**EXCERTO**
....................
Já escutei chamar poetas do quotidiano aos cronistas dos nossos dias, talvez por causa do seu discurso que se move entre a reportagem e a literatura, entre o oral e o literário, entre a narração impessoal dos acontecimentos e a força da imaginação.


Na crónica, há uma ideia pacificamente aceite de que, mais do que um diálogo com o leitor, existe um forte monólogo com o sujeito da enunciação, já que a subjetividade percorre todo o discurso e o derramar das palavras ocorre muitas vezes ao sabor da vertigem do pensamento.

Trata-se um exercício livre, sem deadlines, imposições temáticas ou preocupações com o juízo de quem nos lê. É por isso que gosto particularmente deste discurso livre, errático, que oscila entre o profundo e o brejeiro e cujo valor reside essencialmente na genuinidade despudorada das palavras.
....................
(Dados de expressões referenciais)

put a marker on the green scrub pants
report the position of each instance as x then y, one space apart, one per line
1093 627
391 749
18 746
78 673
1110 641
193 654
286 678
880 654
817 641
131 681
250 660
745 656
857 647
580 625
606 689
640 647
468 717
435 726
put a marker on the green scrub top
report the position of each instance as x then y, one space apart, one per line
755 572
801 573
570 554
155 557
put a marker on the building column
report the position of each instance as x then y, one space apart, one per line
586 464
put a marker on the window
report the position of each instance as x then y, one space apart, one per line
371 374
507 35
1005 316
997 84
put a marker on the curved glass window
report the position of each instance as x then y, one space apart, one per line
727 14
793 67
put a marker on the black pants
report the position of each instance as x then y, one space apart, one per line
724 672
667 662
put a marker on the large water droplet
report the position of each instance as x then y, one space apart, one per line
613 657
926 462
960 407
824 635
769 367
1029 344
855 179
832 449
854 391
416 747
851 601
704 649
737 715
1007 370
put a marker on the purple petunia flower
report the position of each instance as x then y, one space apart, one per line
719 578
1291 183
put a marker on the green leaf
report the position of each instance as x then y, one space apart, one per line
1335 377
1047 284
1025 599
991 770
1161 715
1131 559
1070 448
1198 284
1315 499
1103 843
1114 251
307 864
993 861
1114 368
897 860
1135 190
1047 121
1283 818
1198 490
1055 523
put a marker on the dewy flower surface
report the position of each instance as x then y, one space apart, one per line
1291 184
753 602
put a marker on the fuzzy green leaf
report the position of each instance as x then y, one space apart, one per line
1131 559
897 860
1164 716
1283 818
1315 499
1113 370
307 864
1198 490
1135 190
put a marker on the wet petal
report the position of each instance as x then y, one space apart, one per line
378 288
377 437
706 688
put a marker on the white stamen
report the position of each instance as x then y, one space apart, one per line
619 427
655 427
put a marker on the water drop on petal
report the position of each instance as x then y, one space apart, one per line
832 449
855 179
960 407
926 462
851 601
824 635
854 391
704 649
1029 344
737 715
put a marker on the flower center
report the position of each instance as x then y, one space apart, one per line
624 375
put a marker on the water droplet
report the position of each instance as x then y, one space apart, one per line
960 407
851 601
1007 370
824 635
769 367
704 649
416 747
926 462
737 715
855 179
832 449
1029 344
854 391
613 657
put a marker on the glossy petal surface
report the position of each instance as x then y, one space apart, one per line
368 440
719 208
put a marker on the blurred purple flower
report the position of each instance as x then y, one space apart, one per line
....................
Consegue transcrever na íntegra o excerto sobre a crónica, sem lhe alterar uma única palavra? Recorra unicamente ao excerto.

**EXERCÍCIO RESOLVIDO**
Já escutei chamar poetas do quotidiano aos cronistas dos nossos dias, talvez por causa do seu discurso que se move entre a reportagem e a literatura, entre o oral e o literário, entre a narração impessoal dos acontecimentos e a força da imaginação.


Na crónica, há uma ideia pacificamente aceite de que, mais do que um diálogo com o leitor, existe um forte monólogo com o sujeito da enunciação, já que a subjetividade percorre todo o discurso e o derramar das palavras ocorre muitas vezes ao sabor da vertigem do pensamento.

Trata-se um exercício livre, sem deadlines, imposições temáticas ou preocupações com o juízo de quem nos lê. É por isso que gosto particularmente deste discurso livre, errático, que oscila entre o profundo e o brejeiro e cujo valor reside essencialmente na genuinidade despudorada das palavras.